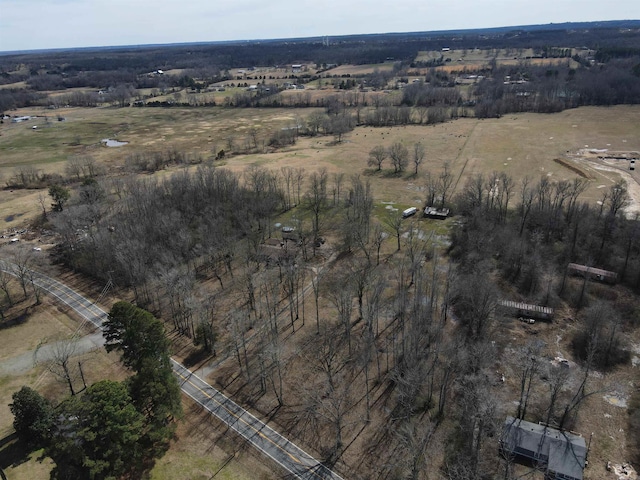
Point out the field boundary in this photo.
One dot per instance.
(574, 168)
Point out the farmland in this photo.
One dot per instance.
(375, 342)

------------------------------------------------------------

Description of the task: Repeat the material word for word, beginning with the line that contains "Point out the farmland in this photo." and running through its final line.

Exercise solution:
Point out the farmland in this photo.
One dot per instance.
(375, 342)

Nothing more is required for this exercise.